## [AIM OF THE EXERCISE]
Rewrite the data below with every "Example invocation" changed to "Sample call" and every other line kept as it is. Leave the pictures out of your answer.

## [MATERIAL FOR THIS TASK]

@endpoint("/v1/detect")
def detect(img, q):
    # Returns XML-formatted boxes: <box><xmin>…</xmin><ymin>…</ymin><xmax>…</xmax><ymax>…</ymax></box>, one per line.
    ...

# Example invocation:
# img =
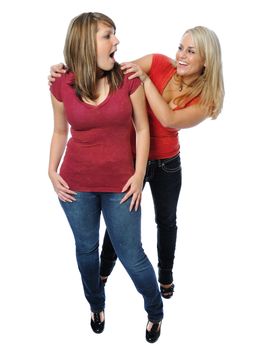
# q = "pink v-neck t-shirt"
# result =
<box><xmin>50</xmin><ymin>73</ymin><xmax>140</xmax><ymax>192</ymax></box>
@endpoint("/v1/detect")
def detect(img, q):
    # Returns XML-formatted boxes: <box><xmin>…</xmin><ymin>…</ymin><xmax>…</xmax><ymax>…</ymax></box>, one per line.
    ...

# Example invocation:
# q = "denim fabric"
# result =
<box><xmin>60</xmin><ymin>192</ymin><xmax>163</xmax><ymax>321</ymax></box>
<box><xmin>100</xmin><ymin>155</ymin><xmax>181</xmax><ymax>284</ymax></box>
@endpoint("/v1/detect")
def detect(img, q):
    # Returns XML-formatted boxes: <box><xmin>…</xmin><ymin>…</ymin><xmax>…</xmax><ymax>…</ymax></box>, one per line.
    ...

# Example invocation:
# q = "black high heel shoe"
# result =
<box><xmin>160</xmin><ymin>283</ymin><xmax>175</xmax><ymax>299</ymax></box>
<box><xmin>90</xmin><ymin>312</ymin><xmax>105</xmax><ymax>334</ymax></box>
<box><xmin>146</xmin><ymin>321</ymin><xmax>161</xmax><ymax>343</ymax></box>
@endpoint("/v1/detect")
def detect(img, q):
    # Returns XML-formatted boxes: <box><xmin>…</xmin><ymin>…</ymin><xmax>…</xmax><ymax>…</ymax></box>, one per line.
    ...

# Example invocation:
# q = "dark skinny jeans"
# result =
<box><xmin>100</xmin><ymin>154</ymin><xmax>181</xmax><ymax>284</ymax></box>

## [RESPONSE TO THE EXERCISE]
@endpoint("/v1/detect")
def detect(img, q):
    # Returns XML-formatted boxes: <box><xmin>…</xmin><ymin>…</ymin><xmax>…</xmax><ymax>…</ymax></box>, one per line.
    ...

# Sample call:
# img =
# q = "pink v-neck t-shirt"
# result =
<box><xmin>50</xmin><ymin>73</ymin><xmax>140</xmax><ymax>192</ymax></box>
@endpoint("/v1/detect")
def detect(img, q):
    # Returns XML-formatted boxes: <box><xmin>…</xmin><ymin>…</ymin><xmax>…</xmax><ymax>…</ymax></box>, one per line.
    ...

# Sample call:
# q = "denim fabric"
# result =
<box><xmin>60</xmin><ymin>192</ymin><xmax>163</xmax><ymax>321</ymax></box>
<box><xmin>100</xmin><ymin>155</ymin><xmax>181</xmax><ymax>284</ymax></box>
@endpoint("/v1/detect")
def detect(img, q):
    # Returns XML-formatted boxes: <box><xmin>…</xmin><ymin>…</ymin><xmax>…</xmax><ymax>…</ymax></box>, one per line.
    ...

# Sample call:
# q = "black high heel shoe"
# result =
<box><xmin>160</xmin><ymin>283</ymin><xmax>175</xmax><ymax>299</ymax></box>
<box><xmin>90</xmin><ymin>312</ymin><xmax>105</xmax><ymax>334</ymax></box>
<box><xmin>146</xmin><ymin>321</ymin><xmax>161</xmax><ymax>343</ymax></box>
@endpoint("/v1/detect")
def detect(img, q):
    # Returns XML-formatted boxes: <box><xmin>…</xmin><ymin>…</ymin><xmax>…</xmax><ymax>…</ymax></box>, one per line.
    ...

# Sample call:
# q = "dark skinny jeans"
# result =
<box><xmin>100</xmin><ymin>154</ymin><xmax>181</xmax><ymax>284</ymax></box>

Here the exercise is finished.